• Your task: Only the pictures stay out; every record is to be quoted exactly.

━━━━━━

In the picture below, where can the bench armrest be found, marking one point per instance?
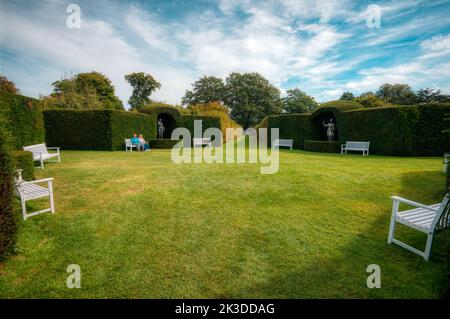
(38, 181)
(412, 203)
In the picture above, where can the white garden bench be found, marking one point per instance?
(129, 146)
(427, 219)
(41, 154)
(355, 146)
(284, 143)
(27, 191)
(201, 141)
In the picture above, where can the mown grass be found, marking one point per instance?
(140, 226)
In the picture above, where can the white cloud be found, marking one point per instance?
(436, 46)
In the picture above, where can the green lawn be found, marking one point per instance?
(140, 226)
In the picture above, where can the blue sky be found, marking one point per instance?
(321, 47)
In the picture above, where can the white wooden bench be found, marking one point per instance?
(41, 154)
(27, 191)
(427, 219)
(284, 143)
(201, 141)
(129, 146)
(355, 146)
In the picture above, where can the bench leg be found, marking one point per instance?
(395, 206)
(427, 253)
(50, 190)
(24, 209)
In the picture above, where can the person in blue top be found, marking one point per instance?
(135, 141)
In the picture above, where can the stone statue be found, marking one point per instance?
(330, 129)
(161, 129)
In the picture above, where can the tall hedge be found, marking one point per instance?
(298, 127)
(23, 119)
(8, 225)
(397, 130)
(95, 129)
(187, 121)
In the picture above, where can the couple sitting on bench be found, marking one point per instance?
(140, 143)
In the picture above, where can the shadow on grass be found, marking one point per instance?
(403, 274)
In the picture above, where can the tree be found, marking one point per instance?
(251, 97)
(298, 101)
(7, 86)
(347, 96)
(97, 84)
(205, 90)
(429, 95)
(397, 94)
(143, 86)
(83, 91)
(369, 99)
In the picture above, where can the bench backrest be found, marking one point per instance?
(442, 218)
(283, 142)
(36, 149)
(357, 145)
(201, 141)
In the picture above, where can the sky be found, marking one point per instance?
(321, 47)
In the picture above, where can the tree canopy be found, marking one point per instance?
(205, 90)
(251, 97)
(7, 86)
(297, 101)
(143, 86)
(90, 90)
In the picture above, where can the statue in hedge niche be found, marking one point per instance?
(161, 129)
(330, 129)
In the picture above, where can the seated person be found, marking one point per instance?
(135, 141)
(143, 144)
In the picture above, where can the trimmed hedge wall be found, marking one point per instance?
(95, 129)
(323, 146)
(24, 160)
(415, 130)
(8, 226)
(187, 121)
(23, 119)
(293, 126)
(162, 143)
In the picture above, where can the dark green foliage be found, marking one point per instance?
(143, 86)
(347, 96)
(396, 130)
(293, 126)
(24, 160)
(251, 97)
(187, 121)
(95, 129)
(297, 101)
(162, 143)
(23, 119)
(205, 90)
(397, 94)
(8, 226)
(84, 91)
(322, 146)
(342, 105)
(447, 181)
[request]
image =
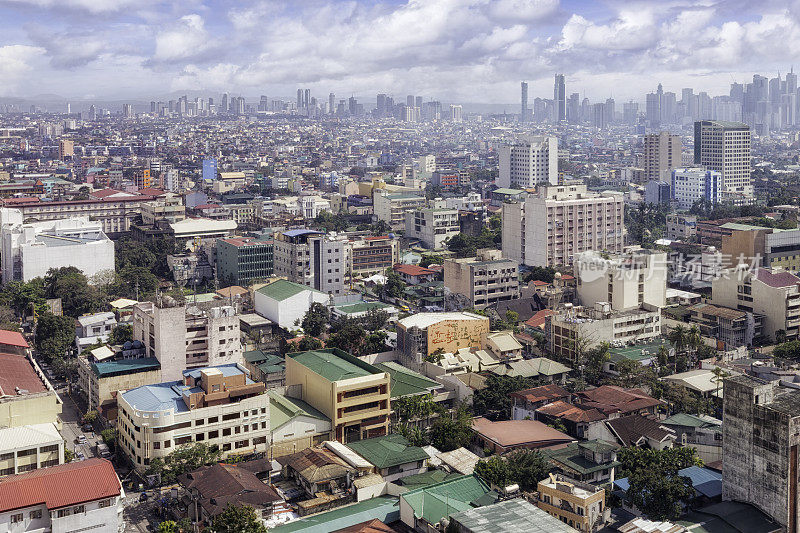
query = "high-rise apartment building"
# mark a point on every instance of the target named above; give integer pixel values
(725, 148)
(662, 153)
(559, 99)
(529, 162)
(549, 228)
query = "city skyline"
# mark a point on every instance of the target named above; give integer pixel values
(458, 51)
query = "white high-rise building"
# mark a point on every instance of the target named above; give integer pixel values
(529, 162)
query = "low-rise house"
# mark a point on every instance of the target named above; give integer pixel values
(84, 495)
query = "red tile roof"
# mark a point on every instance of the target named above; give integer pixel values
(13, 338)
(16, 372)
(60, 486)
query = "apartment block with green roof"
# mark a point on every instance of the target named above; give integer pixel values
(354, 394)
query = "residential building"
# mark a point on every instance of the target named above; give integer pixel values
(725, 148)
(529, 162)
(631, 280)
(284, 302)
(422, 334)
(549, 228)
(483, 280)
(26, 448)
(432, 227)
(29, 250)
(183, 337)
(579, 505)
(772, 294)
(692, 185)
(662, 153)
(81, 495)
(217, 405)
(353, 394)
(759, 447)
(391, 207)
(26, 398)
(244, 260)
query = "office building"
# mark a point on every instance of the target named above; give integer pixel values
(244, 260)
(627, 281)
(217, 405)
(353, 394)
(483, 280)
(548, 228)
(759, 447)
(725, 148)
(84, 495)
(690, 185)
(662, 153)
(184, 336)
(433, 227)
(529, 162)
(30, 250)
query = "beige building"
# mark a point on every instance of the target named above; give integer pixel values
(578, 505)
(662, 153)
(354, 395)
(217, 405)
(484, 280)
(182, 337)
(27, 448)
(775, 294)
(548, 229)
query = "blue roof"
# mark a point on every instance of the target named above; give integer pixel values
(704, 480)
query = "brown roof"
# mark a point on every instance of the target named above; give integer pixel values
(60, 486)
(17, 374)
(514, 433)
(613, 399)
(570, 412)
(538, 394)
(222, 484)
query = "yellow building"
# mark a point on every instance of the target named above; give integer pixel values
(353, 394)
(579, 505)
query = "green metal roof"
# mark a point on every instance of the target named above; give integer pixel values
(282, 409)
(406, 382)
(283, 289)
(389, 450)
(334, 364)
(443, 499)
(125, 366)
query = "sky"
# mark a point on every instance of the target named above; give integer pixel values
(452, 50)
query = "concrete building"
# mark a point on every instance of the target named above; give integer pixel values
(353, 394)
(549, 228)
(30, 250)
(312, 258)
(632, 280)
(775, 294)
(662, 153)
(484, 280)
(725, 148)
(27, 448)
(420, 335)
(690, 185)
(84, 495)
(760, 439)
(183, 337)
(217, 405)
(433, 227)
(284, 302)
(244, 260)
(529, 162)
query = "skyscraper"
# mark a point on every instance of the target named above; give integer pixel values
(559, 99)
(523, 113)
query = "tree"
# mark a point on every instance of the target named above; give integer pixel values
(316, 319)
(238, 519)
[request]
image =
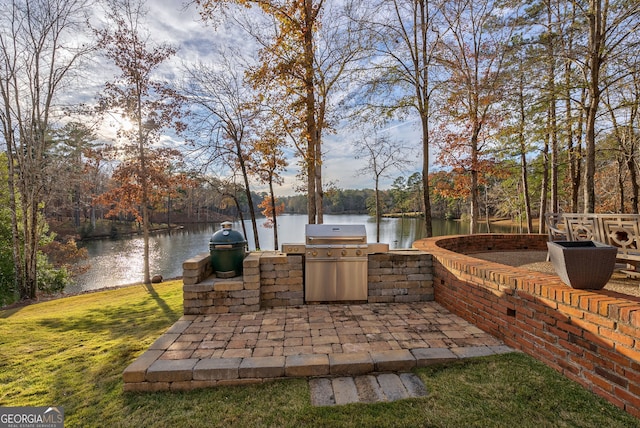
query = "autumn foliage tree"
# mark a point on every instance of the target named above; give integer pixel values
(147, 107)
(473, 52)
(39, 58)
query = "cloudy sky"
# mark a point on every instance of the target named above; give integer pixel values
(169, 21)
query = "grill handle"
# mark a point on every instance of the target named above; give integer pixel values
(346, 238)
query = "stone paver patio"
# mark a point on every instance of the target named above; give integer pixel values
(305, 341)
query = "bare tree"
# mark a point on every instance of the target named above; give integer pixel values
(382, 156)
(473, 53)
(149, 105)
(224, 114)
(406, 36)
(613, 25)
(40, 51)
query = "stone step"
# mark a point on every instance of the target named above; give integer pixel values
(372, 388)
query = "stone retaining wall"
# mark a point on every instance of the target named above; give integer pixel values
(400, 276)
(272, 279)
(592, 337)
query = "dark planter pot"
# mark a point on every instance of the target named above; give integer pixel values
(583, 264)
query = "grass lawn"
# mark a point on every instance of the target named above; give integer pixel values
(71, 352)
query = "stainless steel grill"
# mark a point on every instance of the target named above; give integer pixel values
(335, 263)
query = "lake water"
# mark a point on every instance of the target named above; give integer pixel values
(115, 262)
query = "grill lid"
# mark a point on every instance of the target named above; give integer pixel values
(226, 236)
(319, 234)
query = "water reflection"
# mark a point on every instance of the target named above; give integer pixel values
(120, 261)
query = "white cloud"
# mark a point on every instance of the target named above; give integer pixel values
(170, 22)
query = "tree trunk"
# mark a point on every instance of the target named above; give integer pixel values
(314, 152)
(275, 215)
(594, 61)
(475, 199)
(523, 156)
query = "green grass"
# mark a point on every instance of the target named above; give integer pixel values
(71, 352)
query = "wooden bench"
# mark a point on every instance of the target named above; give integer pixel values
(618, 230)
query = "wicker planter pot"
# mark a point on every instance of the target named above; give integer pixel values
(583, 264)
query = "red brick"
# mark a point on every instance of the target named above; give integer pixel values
(599, 382)
(617, 337)
(631, 353)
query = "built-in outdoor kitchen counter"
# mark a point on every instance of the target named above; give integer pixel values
(274, 279)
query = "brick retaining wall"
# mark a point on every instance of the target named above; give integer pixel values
(592, 337)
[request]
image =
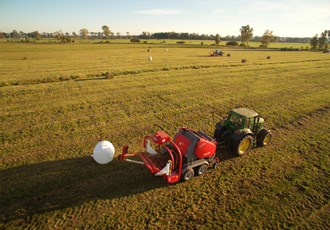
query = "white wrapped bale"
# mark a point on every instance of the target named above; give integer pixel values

━━━━━━

• Expected answer:
In the picture below, where can the bench armrest be found, marking one point per instance?
(38, 181)
(412, 203)
In the picture above, where can the white garden bench be found, marking one point per instance?
(129, 146)
(427, 219)
(41, 154)
(355, 146)
(284, 143)
(27, 191)
(201, 141)
In the picture above, where can the mown grass be found, marking one point per instance?
(140, 226)
In the picture above, where can the white cloud be found, marking one point per instance?
(436, 46)
In the picture above, where can the green lawn be found, marking one point per instance?
(140, 226)
In the picture above, where can the blue sky be found, marking one point per instance?
(321, 47)
In the picture above, where can the white wooden bench be found, marking one point per instance?
(41, 154)
(27, 191)
(427, 219)
(284, 143)
(201, 141)
(129, 146)
(355, 146)
In the picture above, where can the bench leg be found, marking one point per instance?
(395, 206)
(427, 253)
(50, 190)
(24, 209)
In the picture above, where can the person in blue top be found, marking one point per instance?
(135, 141)
In the picture above, where can the stone statue be found, marking one point per instance?
(330, 129)
(161, 129)
In the picture above, where can the tall hedge be found, marking one point per instance?
(298, 127)
(23, 119)
(8, 225)
(397, 130)
(95, 129)
(187, 121)
In the picture above, where can the couple sitting on bench be found, marking one point per instance?
(140, 143)
In the picture above, where can the shadow on grass be found, marking one point per instance?
(403, 274)
In the picture above, where can the tree be found, marking one point per instance?
(251, 97)
(298, 101)
(7, 86)
(347, 96)
(97, 84)
(205, 90)
(429, 95)
(397, 94)
(143, 86)
(83, 91)
(369, 99)
In the picture above, where can the bench backrest be found, marking one point per instance?
(442, 218)
(283, 142)
(36, 149)
(357, 145)
(201, 141)
In the picture above, where can the sky be found, marking one point per instance?
(321, 47)
In the picture above, where can the tree canopy be found, marking one point per instance?
(205, 90)
(251, 97)
(7, 86)
(297, 101)
(143, 86)
(90, 90)
In the picture above, where can the statue in hedge niche be found, marking one point per instance?
(161, 129)
(330, 129)
In the picture above, where can the seated person be found, marking one point per instance?
(135, 141)
(143, 144)
In the picture above, where can the trimmed hedge wall be found, marking one point per instance?
(95, 129)
(323, 146)
(24, 160)
(415, 130)
(8, 226)
(187, 121)
(23, 119)
(293, 126)
(162, 143)
In the picture above, where can the dark green foliage be found, marking one point per instance?
(143, 86)
(347, 96)
(396, 130)
(293, 126)
(24, 160)
(251, 97)
(187, 121)
(95, 129)
(297, 101)
(162, 143)
(23, 119)
(205, 90)
(397, 94)
(8, 226)
(84, 91)
(322, 146)
(342, 105)
(447, 181)
[request]
image =
query = "high-rise apartment building"
# mark a point on every instance of the target named above; give integer pixel values
(725, 148)
(662, 153)
(559, 99)
(529, 162)
(549, 228)
query = "city skyline"
# mark a point on every instance of the target named above; give integer pixel values
(458, 51)
query = "white high-rise building"
# mark a point on every instance of the target named above; give integer pixel values
(529, 162)
query = "low-rise house"
# mark a point on every instance of the target named above; give integer pixel values
(84, 495)
query = "red tile roof"
# mark a point on every instance of the target named above; give integer pixel values
(13, 338)
(16, 372)
(60, 486)
query = "apartment block with green roof"
# mark a point on every instance of the target named above; give integer pixel values
(354, 394)
query = "residential building"
# mark a point on every instance of the target named above; give integer pixel values
(725, 148)
(529, 162)
(631, 280)
(284, 302)
(422, 334)
(549, 228)
(483, 280)
(26, 448)
(432, 227)
(29, 250)
(183, 337)
(579, 505)
(772, 294)
(692, 185)
(662, 153)
(81, 495)
(217, 405)
(353, 394)
(759, 447)
(391, 207)
(26, 398)
(244, 260)
query = "office building"
# mark a point on every instance of the target named above; give integer pixel values
(244, 260)
(627, 281)
(217, 405)
(353, 394)
(483, 280)
(548, 228)
(759, 447)
(725, 148)
(84, 495)
(690, 185)
(662, 153)
(184, 336)
(433, 227)
(529, 162)
(30, 250)
query = "beige building"
# mark a point on every instance of the target named above; give integer pixel values
(578, 505)
(662, 153)
(354, 395)
(217, 405)
(484, 280)
(182, 337)
(27, 448)
(775, 294)
(548, 229)
query = "blue roof"
# mark a point on every instance of the target named above; give integer pixel values
(704, 480)
query = "brown roof"
# mark a point on every instance of the target named above; give integer pixel values
(60, 486)
(17, 374)
(514, 433)
(613, 399)
(570, 412)
(538, 394)
(222, 484)
query = "yellow building"
# mark a point on every instance of the target named above; give integer pixel values
(353, 394)
(579, 505)
query = "green metal roof"
# mark a point on every instance of the target named above; give integer pixel values
(282, 409)
(406, 382)
(283, 289)
(389, 450)
(334, 364)
(443, 499)
(125, 366)
query = "sky"
# mark a point on every instance of the target named above; give integer pixel values
(452, 50)
query = "concrete building"
# mark a point on every instance of the target named above; give integer pixel values
(353, 394)
(549, 228)
(30, 250)
(312, 258)
(632, 280)
(775, 294)
(662, 153)
(484, 280)
(725, 148)
(27, 448)
(420, 335)
(690, 185)
(84, 495)
(760, 439)
(183, 337)
(217, 405)
(433, 227)
(284, 302)
(244, 260)
(529, 162)
query = "skyscraper"
# mark a point on every instance of the target named above; give integer pixel values
(559, 99)
(523, 113)
query = "tree"
# mark a point on every instance of the target named above; give integer pixel values
(316, 319)
(238, 519)
[request]
image =
query = "autumn foliage tree"
# mark a point on every instance of the target named above; give integer pixel values
(147, 107)
(473, 52)
(39, 58)
query = "cloudy sky"
# mark a point on every instance of the target named above; give integer pixel values
(169, 21)
query = "grill handle"
# mark a point on every instance of the target named above; give integer pixel values
(346, 238)
query = "stone paver patio"
# mark a point on every instance of the target named above; give integer pixel values
(305, 341)
query = "bare tree"
# mark a point on every instance of the target named above; give integer pixel values
(382, 156)
(473, 53)
(149, 105)
(224, 114)
(406, 36)
(613, 25)
(40, 51)
query = "stone step"
# mark a point on every instance of the target named above; give integer pixel values
(372, 388)
query = "stone retaining wall"
# mark a point on every instance of the target named above; give integer pixel values
(400, 276)
(272, 279)
(592, 337)
query = "dark planter pot"
# mark a point on every instance of the target named above; give integer pixel values
(583, 264)
query = "grass lawn"
# mark a point on every instance of the target named above; give integer pixel values
(71, 352)
query = "stainless steel grill"
# mark a point on every instance of the target named above; give integer pixel values
(335, 263)
query = "lake water"
# mark a point on every instance of the target named above; give integer pixel values
(115, 262)
query = "grill lid"
# mark a point on every instance of the target named above; give integer pixel values
(226, 236)
(319, 234)
query = "water reflection"
# mark a point on every instance of the target named above; give integer pixel values
(120, 261)
query = "white cloud"
# mark a point on every instance of the target named above; give integer pixel values
(170, 22)
query = "tree trunk"
# mark a point on every instance of the target named above; give integer pixel values
(314, 152)
(275, 215)
(594, 61)
(475, 199)
(523, 156)
query = "green grass"
# mark a point on every instance of the target named above; give integer pixel values
(71, 352)
query = "wooden bench"
# mark a point on every instance of the target named above; give integer pixel values
(618, 230)
query = "wicker planter pot"
# mark a point on every instance of the target named above; give integer pixel values
(583, 264)
query = "red brick"
# mark a point on every instance of the target named above; give integer pixel values
(599, 382)
(617, 337)
(631, 353)
query = "built-in outdoor kitchen counter"
# mark a point on every instance of the target named above; give integer pixel values
(274, 279)
query = "brick retaining wall"
# mark a point on every instance of the target named above; give integer pixel values
(592, 337)
[request]
image =
query = "white wrapped bale"
# mark a point on every instance of the target named above; give integer pixel values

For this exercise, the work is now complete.